### Task brief:
Quote all of the data below word for word, leaving out the pictures.
--
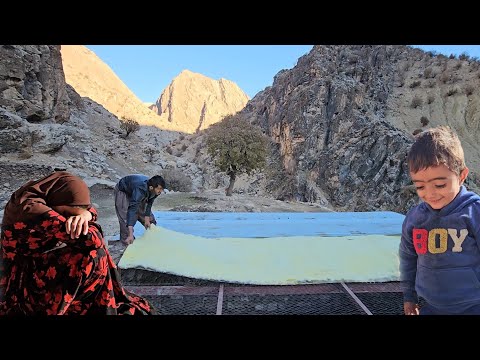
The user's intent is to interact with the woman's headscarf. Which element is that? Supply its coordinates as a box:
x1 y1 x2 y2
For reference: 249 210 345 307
2 171 90 226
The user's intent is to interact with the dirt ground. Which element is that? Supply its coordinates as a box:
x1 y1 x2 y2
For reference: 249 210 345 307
90 184 331 263
0 184 331 263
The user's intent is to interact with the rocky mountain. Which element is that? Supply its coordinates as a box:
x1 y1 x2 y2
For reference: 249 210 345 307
61 45 248 133
235 45 480 212
0 45 480 212
154 70 249 133
61 45 164 130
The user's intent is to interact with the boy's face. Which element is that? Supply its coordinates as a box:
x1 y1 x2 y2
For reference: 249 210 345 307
410 164 468 210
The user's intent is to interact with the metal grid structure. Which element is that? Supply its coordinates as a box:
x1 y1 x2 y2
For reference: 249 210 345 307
121 269 403 315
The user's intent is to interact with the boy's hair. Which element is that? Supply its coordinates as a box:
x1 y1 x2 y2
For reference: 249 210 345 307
147 175 165 189
407 126 466 175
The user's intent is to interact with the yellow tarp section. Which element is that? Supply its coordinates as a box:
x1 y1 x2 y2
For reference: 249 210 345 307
118 225 400 285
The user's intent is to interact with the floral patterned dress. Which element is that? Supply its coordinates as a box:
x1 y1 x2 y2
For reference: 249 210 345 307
0 207 157 315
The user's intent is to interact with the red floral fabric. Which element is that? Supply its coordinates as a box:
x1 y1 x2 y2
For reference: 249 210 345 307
0 207 157 315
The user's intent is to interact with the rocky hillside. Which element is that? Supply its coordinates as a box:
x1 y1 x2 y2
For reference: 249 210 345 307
151 70 249 133
0 45 480 212
61 45 248 133
235 45 480 212
0 45 201 208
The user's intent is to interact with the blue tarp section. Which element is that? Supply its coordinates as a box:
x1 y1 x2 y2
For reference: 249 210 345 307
135 211 405 238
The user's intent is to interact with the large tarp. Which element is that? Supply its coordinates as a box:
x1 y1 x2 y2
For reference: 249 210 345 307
119 212 404 285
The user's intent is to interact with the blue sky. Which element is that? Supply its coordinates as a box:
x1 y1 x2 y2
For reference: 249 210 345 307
86 45 480 102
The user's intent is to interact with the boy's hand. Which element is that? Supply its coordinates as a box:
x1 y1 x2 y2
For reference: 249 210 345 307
145 216 151 229
403 301 419 315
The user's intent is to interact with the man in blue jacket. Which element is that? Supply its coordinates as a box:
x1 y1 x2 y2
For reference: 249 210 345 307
114 174 165 245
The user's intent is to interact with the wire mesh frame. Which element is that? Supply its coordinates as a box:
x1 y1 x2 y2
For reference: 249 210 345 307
126 282 403 315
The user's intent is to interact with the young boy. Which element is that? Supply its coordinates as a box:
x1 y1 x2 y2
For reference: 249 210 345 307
399 126 480 315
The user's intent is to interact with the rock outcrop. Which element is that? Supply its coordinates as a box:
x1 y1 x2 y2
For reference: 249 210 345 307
155 70 249 133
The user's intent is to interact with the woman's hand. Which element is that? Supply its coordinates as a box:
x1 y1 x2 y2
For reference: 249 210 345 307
403 301 419 315
65 209 92 239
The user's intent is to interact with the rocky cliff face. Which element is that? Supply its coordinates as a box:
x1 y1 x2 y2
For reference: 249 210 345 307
0 45 480 212
155 70 249 133
61 45 167 130
235 46 480 212
0 45 70 123
61 45 248 133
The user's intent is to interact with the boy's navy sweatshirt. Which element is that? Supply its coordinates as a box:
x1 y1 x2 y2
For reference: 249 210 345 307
399 186 480 313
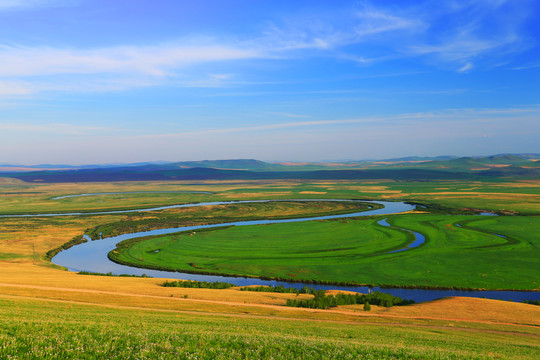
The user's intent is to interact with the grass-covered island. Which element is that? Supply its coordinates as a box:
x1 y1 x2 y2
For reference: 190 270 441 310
109 214 540 290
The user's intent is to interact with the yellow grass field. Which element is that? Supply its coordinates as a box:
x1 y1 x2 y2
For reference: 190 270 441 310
0 180 540 359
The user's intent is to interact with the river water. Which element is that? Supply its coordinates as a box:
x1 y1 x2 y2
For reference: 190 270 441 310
47 199 540 302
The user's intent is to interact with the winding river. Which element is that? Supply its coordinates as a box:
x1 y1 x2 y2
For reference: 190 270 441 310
44 199 540 302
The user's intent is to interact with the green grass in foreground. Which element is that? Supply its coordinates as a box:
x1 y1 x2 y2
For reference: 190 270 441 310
112 214 540 289
0 298 539 359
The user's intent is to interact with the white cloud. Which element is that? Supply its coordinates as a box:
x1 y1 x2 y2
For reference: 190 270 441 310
0 45 261 77
457 62 473 72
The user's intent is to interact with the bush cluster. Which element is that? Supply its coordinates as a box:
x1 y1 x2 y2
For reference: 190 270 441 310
240 285 315 294
162 280 236 289
287 290 414 309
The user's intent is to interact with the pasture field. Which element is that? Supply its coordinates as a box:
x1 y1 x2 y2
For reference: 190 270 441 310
0 276 540 359
0 179 540 359
0 178 540 215
111 214 540 290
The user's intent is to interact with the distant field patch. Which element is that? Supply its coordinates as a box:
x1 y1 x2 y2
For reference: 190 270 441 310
108 214 540 289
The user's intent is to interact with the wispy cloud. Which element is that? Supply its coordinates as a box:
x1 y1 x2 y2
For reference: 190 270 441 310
121 105 540 140
0 44 261 77
0 122 115 135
--
### Written answer:
The user's intent is to interact with the woman's headscarf. Which element is that? Supply its coordinates as a box:
x1 y1 x2 y2
For reference: 249 210 345 307
2 171 90 226
The user's intent is to interact with the dirt ground. Which element is that? Supply its coordinates as a box:
x1 y1 x2 y2
For reference: 249 210 345 307
90 184 331 263
0 184 331 263
The user's intent is to interact with the rocky mountain. Which element is that? Supply its coordinates as a box:
x1 y1 x2 y2
For reference: 249 210 345 307
61 45 248 133
235 45 480 212
0 45 480 212
154 70 249 133
61 45 164 130
The user's intent is to interact with the boy's face. Which element is that? Supply its coordinates as a box:
x1 y1 x2 y2
For reference: 249 210 345 307
410 164 468 210
The user's intent is to interact with the metal grid structure. Which element is that? Supply its coordinates as a box:
x1 y1 x2 y2
For reference: 249 210 345 307
121 269 403 315
The user's intent is to interact with the boy's hair. Which element is that? Supply its coordinates as a box:
x1 y1 x2 y2
For reference: 249 210 345 307
147 175 165 189
407 126 466 175
The user's intent is to interact with the yellow tarp section. Which element is that? Supply its coordinates as a box:
x1 y1 x2 y2
For reference: 249 210 345 307
118 225 400 285
The user's intent is to interact with the floral patterned dress. Which element is that? Supply its coordinates as a box:
x1 y1 x2 y2
For reference: 249 210 345 307
0 207 157 315
The user's intent is to interact with the red floral fabric. Which element is that? Supply its coordinates as a box:
x1 y1 x2 y2
For reference: 249 210 345 307
0 207 157 315
The user's intent is to interact with the rocky hillside. Which element is that? Supply its coordinates as a box:
x1 y1 x2 y2
For reference: 249 210 345 307
151 70 249 133
0 45 480 212
61 45 248 133
235 45 480 212
0 45 201 208
The user's intent is to interact with the blue tarp section. Which element is that? Supply its coordinates as a box:
x1 y1 x2 y2
For reference: 249 210 345 307
135 211 405 238
The user's intent is to interact with the large tarp. Which element is that? Supply its coordinates as a box:
x1 y1 x2 y2
For reference: 249 210 345 307
119 212 404 285
The user's intent is to interact with the blue sky. Which element is that? Supply its coordinates as a box:
x1 y1 x2 y2
For reference: 249 210 345 307
86 45 480 102
The user's intent is to interact with the boy's hand. Which element is that? Supply its coordinates as a box:
x1 y1 x2 y2
For reference: 249 210 345 307
145 216 151 229
403 301 419 315
The user's intent is to interact with the man in blue jacket. Which element is that? Supply its coordinates as a box:
x1 y1 x2 y2
For reference: 249 210 345 307
114 174 165 245
The user's intent is to interact with the wire mesh frame. Which element is that? Supply its coordinates as a box:
x1 y1 x2 y2
For reference: 249 210 345 307
126 282 403 315
The user's intent is to interact with the young boy. Which element is that? Supply its coordinates as a box:
x1 y1 x2 y2
For reference: 249 210 345 307
399 126 480 315
The user's intent is to interact with the rock outcrop. Which element is that? Supply its coordinates as a box:
x1 y1 x2 y2
For reference: 249 210 345 307
155 70 249 133
The user's intent is to interact with the woman's hand. Which element is that? Supply its coordinates as a box:
x1 y1 x2 y2
For reference: 249 210 345 307
403 301 419 315
65 209 92 239
The user's intent is to interact with the rocky cliff face. Which element is that? Supply its coordinates as a box:
x1 y1 x2 y2
For reference: 249 210 345 307
0 45 480 212
155 70 249 133
61 45 167 130
235 46 480 212
0 45 70 123
61 45 248 133
The user's intent is to interact with the boy's navy sweatshirt. Which element is that? Supply its coordinates as a box:
x1 y1 x2 y2
For reference: 249 210 345 307
399 186 480 313
The user's intent is to interact with the grass-covered island. Which element is that? Supply its coordinates as a box:
x1 y1 x2 y2
For reference: 190 270 441 310
109 214 540 290
The user's intent is to interact with the yellow grass field. Which element is that? Supply its coordinates as a box:
x1 y1 x2 y2
For reference: 190 270 441 310
0 180 540 359
The user's intent is to interact with the river water. Which element is that? Supply its coordinates as a box:
x1 y1 x2 y2
For reference: 190 270 441 310
47 199 540 302
The user's intent is to interact with the winding river. Which element is that? Supply its coordinates as a box:
x1 y1 x2 y2
For reference: 190 270 441 310
44 199 540 302
The user's intent is to interact with the green grass in foreground. Which element is that? Supply its coordinates as a box:
x1 y1 x2 y2
For reference: 190 270 441 310
112 214 540 289
0 298 539 359
The user's intent is to interact with the white cloud. Which element is that? Supply its coordinates as a box:
x1 y1 x2 y2
For reference: 190 270 441 310
0 45 261 77
457 62 473 72
The user's intent is to interact with the bush cluster. Which element is that? Supply its coordinates as a box:
x1 y1 x2 y2
For reference: 190 270 441 310
240 285 315 294
162 280 236 289
287 290 414 309
The user's intent is to interact with the pasture field. Which element is that? Supply its coordinates as a box:
x1 y1 x2 y2
For reference: 190 270 441 310
0 276 540 359
0 179 540 359
0 178 540 215
111 214 540 290
The user's intent is to interact with the distant field patch. Which element is that? Supply its coordinates as a box:
x1 y1 x2 y2
For reference: 190 270 441 310
108 214 540 289
The user's intent is to interact with the wispy cloud. Which element is that? Supply its coordinates as a box:
x1 y1 x2 y2
For reference: 190 270 441 310
121 105 540 140
0 44 261 77
0 122 115 135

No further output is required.